═════ Materials provided

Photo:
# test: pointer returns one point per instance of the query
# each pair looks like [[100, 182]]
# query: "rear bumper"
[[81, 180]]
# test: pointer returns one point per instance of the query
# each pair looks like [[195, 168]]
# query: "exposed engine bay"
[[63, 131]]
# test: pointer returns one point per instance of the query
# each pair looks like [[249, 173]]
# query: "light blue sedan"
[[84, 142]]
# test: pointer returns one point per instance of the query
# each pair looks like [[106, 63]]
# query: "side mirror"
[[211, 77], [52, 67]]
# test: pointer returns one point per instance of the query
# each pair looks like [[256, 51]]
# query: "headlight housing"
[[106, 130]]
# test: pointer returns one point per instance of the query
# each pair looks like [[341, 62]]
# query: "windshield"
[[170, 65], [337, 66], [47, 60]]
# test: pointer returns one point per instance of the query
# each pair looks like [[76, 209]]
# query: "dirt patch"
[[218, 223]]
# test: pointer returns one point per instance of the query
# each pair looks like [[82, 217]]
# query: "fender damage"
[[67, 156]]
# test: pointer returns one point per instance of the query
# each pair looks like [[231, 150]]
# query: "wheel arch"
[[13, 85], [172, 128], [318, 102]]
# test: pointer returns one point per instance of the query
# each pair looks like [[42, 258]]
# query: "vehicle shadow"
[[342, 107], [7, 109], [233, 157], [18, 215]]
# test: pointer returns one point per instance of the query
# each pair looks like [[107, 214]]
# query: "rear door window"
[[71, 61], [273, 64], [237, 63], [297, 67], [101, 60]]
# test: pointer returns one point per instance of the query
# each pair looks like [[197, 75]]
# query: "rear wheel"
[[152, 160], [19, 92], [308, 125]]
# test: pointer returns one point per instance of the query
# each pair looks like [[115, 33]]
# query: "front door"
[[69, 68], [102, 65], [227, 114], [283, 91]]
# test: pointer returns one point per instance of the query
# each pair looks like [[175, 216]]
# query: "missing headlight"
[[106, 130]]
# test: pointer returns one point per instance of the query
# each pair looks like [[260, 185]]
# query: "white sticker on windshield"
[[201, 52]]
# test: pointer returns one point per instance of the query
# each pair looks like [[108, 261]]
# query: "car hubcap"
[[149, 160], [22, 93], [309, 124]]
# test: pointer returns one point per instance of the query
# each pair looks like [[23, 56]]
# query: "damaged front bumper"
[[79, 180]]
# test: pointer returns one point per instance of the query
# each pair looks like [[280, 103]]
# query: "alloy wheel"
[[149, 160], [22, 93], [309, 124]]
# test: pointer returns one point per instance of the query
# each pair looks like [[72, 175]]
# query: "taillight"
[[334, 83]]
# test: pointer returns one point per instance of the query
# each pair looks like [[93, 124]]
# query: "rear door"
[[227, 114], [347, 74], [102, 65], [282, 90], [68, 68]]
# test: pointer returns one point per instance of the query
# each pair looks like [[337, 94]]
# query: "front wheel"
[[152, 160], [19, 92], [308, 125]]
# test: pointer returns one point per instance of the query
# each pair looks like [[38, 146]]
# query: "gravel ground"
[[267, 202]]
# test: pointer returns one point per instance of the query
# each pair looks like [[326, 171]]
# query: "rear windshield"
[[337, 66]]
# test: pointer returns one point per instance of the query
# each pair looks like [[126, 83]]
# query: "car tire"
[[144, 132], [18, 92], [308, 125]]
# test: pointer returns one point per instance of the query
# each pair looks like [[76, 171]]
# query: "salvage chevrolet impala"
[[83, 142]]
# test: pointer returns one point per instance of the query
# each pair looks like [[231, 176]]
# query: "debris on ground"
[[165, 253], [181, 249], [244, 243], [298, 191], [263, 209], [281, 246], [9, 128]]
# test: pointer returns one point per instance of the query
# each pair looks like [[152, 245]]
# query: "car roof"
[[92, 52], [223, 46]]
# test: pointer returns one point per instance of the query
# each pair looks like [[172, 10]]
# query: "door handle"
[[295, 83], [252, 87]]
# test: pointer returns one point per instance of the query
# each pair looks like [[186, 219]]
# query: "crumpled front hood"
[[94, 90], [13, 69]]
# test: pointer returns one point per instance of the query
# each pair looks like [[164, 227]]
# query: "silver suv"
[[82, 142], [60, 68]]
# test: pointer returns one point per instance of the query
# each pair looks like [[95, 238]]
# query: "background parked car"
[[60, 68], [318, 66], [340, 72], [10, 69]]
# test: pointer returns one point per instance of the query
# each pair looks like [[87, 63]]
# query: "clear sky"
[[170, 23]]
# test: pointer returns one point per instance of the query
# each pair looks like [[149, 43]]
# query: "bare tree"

══════════

Requirement. Copy all of the lines above exactly as they appear.

Finished answer.
Photo:
# test: pointer returns one point per instance of the query
# each pair looks like [[100, 182]]
# query: "rear bumper"
[[81, 180]]
# test: pointer returns one point per instance of the query
# each pair looks like [[195, 168]]
# query: "exposed engine bay"
[[63, 131]]
# test: pointer returns one point per instance of the query
# each pair looks like [[249, 173]]
# query: "light blue sedan"
[[84, 142]]
# test: pointer returns one point per instance of the query
# each pair looks like [[106, 63]]
# query: "side mirror"
[[211, 77], [52, 67]]
# test: pointer returns one point per instance of the query
# each pair looks like [[256, 51]]
# query: "headlight housing"
[[106, 130]]
# test: pointer returns one point per instance of the query
# each pair looks like [[341, 62]]
# query: "windshield"
[[170, 65], [337, 66], [47, 60]]
# test: pointer returns one point per instance of the query
# each pair looks like [[76, 209]]
# query: "dirt patch"
[[218, 223]]
# test: pointer returns one point per instance of the query
# each pair looks like [[82, 217]]
# query: "fender damage"
[[67, 156]]
# test: pointer returns one point per instance of the query
# each pair looks like [[231, 150]]
# query: "wheel arch"
[[13, 85], [172, 128], [318, 102]]
# test: pointer returns one point per instance of the query
# each pair looks like [[42, 258]]
# query: "vehicle shadow"
[[342, 107], [7, 109], [233, 157], [18, 215]]
# test: pointer returns one point per instance of the query
# each pair looks like [[107, 214]]
# query: "rear door window"
[[71, 61], [273, 64], [237, 63], [297, 67], [101, 60]]
# test: pointer returns one point per instance of the query
# each pair looks like [[197, 75]]
# query: "rear wheel"
[[152, 160], [19, 92], [308, 125]]
# test: pointer returns one point per instance of the query
# each pair looks like [[115, 33]]
# query: "front door"
[[69, 68], [102, 65], [227, 114], [283, 91]]
# test: pointer returns one point per instance of the query
# each pair looks like [[175, 216]]
# query: "missing headlight"
[[106, 130]]
# test: pointer returns one point per instance of the query
# each pair looks like [[260, 185]]
# query: "white sticker on windshield"
[[201, 52]]
# test: pointer returns one point per instance of the query
# each pair looks like [[108, 261]]
# query: "car hubcap"
[[149, 160], [22, 93], [309, 124]]
# test: pointer returns one point per instance of the query
# each pair looks like [[23, 56]]
# query: "damaged front bumper"
[[79, 180]]
# test: pointer returns one point per instance of the query
# each pair looks like [[280, 103]]
# query: "alloy wheel"
[[149, 160], [22, 93], [309, 124]]
# test: pointer returns one point per instance of the query
# each pair looks like [[72, 175]]
# query: "taillight"
[[334, 83]]
# test: pointer returns one point per instance of the query
# each pair looks like [[93, 124]]
# query: "rear door"
[[227, 114], [347, 74], [102, 65], [282, 90], [68, 68]]
# test: pointer returns one point per instance of the query
# each pair looks like [[337, 94]]
# query: "front wheel"
[[152, 160], [19, 92], [308, 125]]
# test: pointer returns one point per instance of the query
# each pair looks like [[38, 146]]
# query: "gravel ground"
[[267, 202]]
# test: pointer returns one point per instance of the query
# each pair looks like [[326, 171]]
# query: "rear windshield"
[[337, 66]]
# test: pointer returns one point per instance of the query
# each pair looks like [[126, 83]]
# query: "car tire"
[[144, 132], [18, 92], [308, 125]]
# test: pointer returns one point per instance of the query
# each pair looks like [[76, 171]]
# query: "salvage chevrolet impala"
[[83, 142]]
# test: pointer returns one point per instance of the query
# each pair looks like [[231, 176]]
# query: "debris on ground"
[[165, 253], [181, 249], [244, 243], [298, 191], [263, 209], [281, 246], [9, 128]]
# test: pointer returns one point per instance of the query
# each pair looks like [[152, 245]]
# query: "car roof"
[[92, 52], [223, 46]]
# test: pointer returns one point per instance of the query
# each pair looks like [[172, 10]]
# query: "door handle"
[[295, 83], [252, 87]]
# test: pointer returns one point per instance of the query
# each pair looks like [[186, 219]]
# query: "crumpled front hood"
[[94, 90], [13, 69]]
# test: pointer returns one point per instance of the query
# each pair looks like [[164, 227]]
# query: "silver suv"
[[82, 142], [60, 68]]
# test: pointer returns one point per instance of the query
# each pair looks like [[95, 238]]
# query: "background parked car"
[[60, 68], [318, 66], [340, 72], [10, 69]]
# test: pointer returns one point per instance of the query
# each pair looks like [[87, 63]]
# query: "clear sky"
[[170, 23]]
# test: pointer returns one point per instance of the query
# each pair looks like [[149, 43]]
# query: "bare tree"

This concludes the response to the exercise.